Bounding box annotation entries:

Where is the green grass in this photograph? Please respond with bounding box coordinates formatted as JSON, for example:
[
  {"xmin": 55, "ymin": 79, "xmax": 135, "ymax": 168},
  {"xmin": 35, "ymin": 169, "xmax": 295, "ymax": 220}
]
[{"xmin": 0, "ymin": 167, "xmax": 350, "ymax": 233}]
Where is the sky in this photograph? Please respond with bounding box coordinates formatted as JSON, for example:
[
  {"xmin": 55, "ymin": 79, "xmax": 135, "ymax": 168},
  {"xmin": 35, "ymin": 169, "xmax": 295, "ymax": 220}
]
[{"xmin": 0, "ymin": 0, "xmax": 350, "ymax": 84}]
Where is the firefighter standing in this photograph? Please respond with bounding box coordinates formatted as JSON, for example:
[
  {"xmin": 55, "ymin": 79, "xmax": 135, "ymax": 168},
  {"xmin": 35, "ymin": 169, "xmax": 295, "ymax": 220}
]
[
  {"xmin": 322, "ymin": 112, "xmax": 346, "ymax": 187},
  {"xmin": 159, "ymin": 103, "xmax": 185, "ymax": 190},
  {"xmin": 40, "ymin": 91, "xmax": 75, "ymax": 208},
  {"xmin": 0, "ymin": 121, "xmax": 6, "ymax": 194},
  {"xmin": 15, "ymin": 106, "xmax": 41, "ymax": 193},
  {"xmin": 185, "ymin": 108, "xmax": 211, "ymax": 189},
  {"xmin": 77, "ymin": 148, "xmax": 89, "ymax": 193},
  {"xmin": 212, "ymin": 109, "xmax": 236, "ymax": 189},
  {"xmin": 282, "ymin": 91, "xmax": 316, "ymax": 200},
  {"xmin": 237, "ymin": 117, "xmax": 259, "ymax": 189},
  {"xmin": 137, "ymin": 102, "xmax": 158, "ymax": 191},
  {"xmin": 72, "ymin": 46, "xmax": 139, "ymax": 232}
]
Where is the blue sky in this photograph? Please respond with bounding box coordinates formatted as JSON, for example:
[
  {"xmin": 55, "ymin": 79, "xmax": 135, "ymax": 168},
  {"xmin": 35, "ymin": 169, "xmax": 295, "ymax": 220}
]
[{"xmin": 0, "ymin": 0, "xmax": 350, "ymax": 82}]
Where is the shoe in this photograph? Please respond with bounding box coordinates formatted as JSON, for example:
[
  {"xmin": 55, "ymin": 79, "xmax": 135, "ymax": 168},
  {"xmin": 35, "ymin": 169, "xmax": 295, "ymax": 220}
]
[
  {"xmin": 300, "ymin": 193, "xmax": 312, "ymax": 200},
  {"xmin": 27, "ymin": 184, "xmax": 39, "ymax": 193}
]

*TASK*:
Each record above should be repeated exactly as it appears.

*TASK RESPONSE*:
Where is the green grass in this photograph? Please respond with bounding box coordinates formatted as JSON, for example:
[
  {"xmin": 55, "ymin": 79, "xmax": 135, "ymax": 168},
  {"xmin": 35, "ymin": 169, "xmax": 295, "ymax": 220}
]
[{"xmin": 0, "ymin": 167, "xmax": 350, "ymax": 233}]
Where is the sky in this photograph? Please respond with bounding box coordinates formatted as JSON, for example:
[
  {"xmin": 55, "ymin": 79, "xmax": 135, "ymax": 168},
  {"xmin": 35, "ymin": 169, "xmax": 295, "ymax": 220}
]
[{"xmin": 0, "ymin": 0, "xmax": 350, "ymax": 84}]
Where is the firefighter standing in this photograph? Please respond with bounding box coordinates formatted as JSON, for example:
[
  {"xmin": 55, "ymin": 79, "xmax": 135, "ymax": 168},
  {"xmin": 35, "ymin": 169, "xmax": 295, "ymax": 220}
]
[
  {"xmin": 322, "ymin": 112, "xmax": 346, "ymax": 187},
  {"xmin": 159, "ymin": 103, "xmax": 185, "ymax": 190},
  {"xmin": 40, "ymin": 91, "xmax": 75, "ymax": 208},
  {"xmin": 0, "ymin": 121, "xmax": 6, "ymax": 194},
  {"xmin": 15, "ymin": 106, "xmax": 41, "ymax": 193},
  {"xmin": 185, "ymin": 108, "xmax": 211, "ymax": 189},
  {"xmin": 77, "ymin": 148, "xmax": 89, "ymax": 193},
  {"xmin": 212, "ymin": 109, "xmax": 236, "ymax": 189},
  {"xmin": 282, "ymin": 91, "xmax": 316, "ymax": 200},
  {"xmin": 237, "ymin": 117, "xmax": 259, "ymax": 189},
  {"xmin": 137, "ymin": 102, "xmax": 158, "ymax": 191},
  {"xmin": 72, "ymin": 46, "xmax": 139, "ymax": 232}
]
Where is the blue sky in this photograph? Please respond with bounding box coordinates formatted as JSON, for example:
[
  {"xmin": 55, "ymin": 79, "xmax": 135, "ymax": 168},
  {"xmin": 35, "ymin": 169, "xmax": 295, "ymax": 220}
]
[{"xmin": 0, "ymin": 0, "xmax": 350, "ymax": 82}]
Where is the shoe in this photograph? Please respond with bounding box coordinates formatted as JSON, for example:
[
  {"xmin": 55, "ymin": 79, "xmax": 135, "ymax": 168},
  {"xmin": 35, "ymin": 169, "xmax": 295, "ymax": 220}
]
[
  {"xmin": 300, "ymin": 193, "xmax": 312, "ymax": 200},
  {"xmin": 27, "ymin": 184, "xmax": 39, "ymax": 193}
]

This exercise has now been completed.